# [Task prompt]
Beginning at the line with "white tarp, one", output each line to the end of the listing below exactly, please.

# [Records supplied]
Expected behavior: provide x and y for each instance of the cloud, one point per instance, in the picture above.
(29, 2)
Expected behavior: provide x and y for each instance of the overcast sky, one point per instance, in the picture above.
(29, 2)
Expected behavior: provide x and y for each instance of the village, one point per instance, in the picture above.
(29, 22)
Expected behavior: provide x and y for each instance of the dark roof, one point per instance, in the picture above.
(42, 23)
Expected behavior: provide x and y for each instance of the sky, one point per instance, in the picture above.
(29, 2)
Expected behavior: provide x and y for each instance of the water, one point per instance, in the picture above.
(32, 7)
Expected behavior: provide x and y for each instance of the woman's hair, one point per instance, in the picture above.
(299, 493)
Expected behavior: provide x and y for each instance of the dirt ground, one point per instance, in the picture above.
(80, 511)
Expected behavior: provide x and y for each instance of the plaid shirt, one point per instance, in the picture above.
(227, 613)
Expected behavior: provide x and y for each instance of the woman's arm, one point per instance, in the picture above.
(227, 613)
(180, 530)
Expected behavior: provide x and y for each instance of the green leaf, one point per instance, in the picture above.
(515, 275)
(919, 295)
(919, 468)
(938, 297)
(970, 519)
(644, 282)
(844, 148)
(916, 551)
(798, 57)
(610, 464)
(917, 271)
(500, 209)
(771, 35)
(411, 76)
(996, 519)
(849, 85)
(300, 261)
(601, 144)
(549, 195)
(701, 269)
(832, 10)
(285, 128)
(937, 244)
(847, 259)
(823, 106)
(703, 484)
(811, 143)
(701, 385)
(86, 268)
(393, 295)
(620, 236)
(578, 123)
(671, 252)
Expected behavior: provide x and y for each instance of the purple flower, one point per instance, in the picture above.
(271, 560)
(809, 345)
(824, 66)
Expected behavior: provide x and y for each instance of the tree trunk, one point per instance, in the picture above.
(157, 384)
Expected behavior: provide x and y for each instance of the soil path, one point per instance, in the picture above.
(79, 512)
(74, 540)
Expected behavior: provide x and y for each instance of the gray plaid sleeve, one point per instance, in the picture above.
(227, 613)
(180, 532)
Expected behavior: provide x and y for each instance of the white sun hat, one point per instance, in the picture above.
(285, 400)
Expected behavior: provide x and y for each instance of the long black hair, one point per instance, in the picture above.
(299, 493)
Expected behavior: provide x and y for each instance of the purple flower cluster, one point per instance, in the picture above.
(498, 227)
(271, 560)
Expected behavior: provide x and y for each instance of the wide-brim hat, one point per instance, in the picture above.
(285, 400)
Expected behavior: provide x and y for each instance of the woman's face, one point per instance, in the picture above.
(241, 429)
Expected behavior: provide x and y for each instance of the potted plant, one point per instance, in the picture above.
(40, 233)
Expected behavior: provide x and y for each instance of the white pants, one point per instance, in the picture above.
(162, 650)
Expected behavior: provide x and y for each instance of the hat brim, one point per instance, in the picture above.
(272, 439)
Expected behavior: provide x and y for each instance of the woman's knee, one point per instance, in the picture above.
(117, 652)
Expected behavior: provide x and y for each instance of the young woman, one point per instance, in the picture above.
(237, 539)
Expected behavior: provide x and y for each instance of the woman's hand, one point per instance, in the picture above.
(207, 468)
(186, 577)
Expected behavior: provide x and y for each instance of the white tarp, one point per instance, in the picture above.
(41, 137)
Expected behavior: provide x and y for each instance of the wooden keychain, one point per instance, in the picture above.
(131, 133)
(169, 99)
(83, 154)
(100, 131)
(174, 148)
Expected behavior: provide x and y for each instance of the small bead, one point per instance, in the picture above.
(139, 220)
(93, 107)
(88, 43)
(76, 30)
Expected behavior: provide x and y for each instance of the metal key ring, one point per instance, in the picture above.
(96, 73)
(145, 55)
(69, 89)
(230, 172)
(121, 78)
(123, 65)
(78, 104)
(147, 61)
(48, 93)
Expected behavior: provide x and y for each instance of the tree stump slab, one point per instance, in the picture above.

# [Worked answer]
Expected behavior: provide x and y for each instance of the white tarp, one point per instance, in the picture above.
(41, 137)
Expected behavior: provide x and y for each instance of the wooden keychain, one point per instance, in the picture above.
(131, 133)
(169, 99)
(83, 154)
(100, 131)
(174, 148)
Expected behavior: provide x and y for each instance of the small bead, one point per instance, in the picture above.
(139, 220)
(93, 107)
(88, 43)
(76, 30)
Expected behavior: provide x and y for each instance of the metal key ring, one point per instance, in the picture above.
(96, 73)
(145, 55)
(69, 89)
(230, 172)
(121, 78)
(123, 65)
(78, 104)
(147, 61)
(48, 93)
Expected behavior: provide x and y for each instance of the tree stump slab, one point per instance, in the picture above.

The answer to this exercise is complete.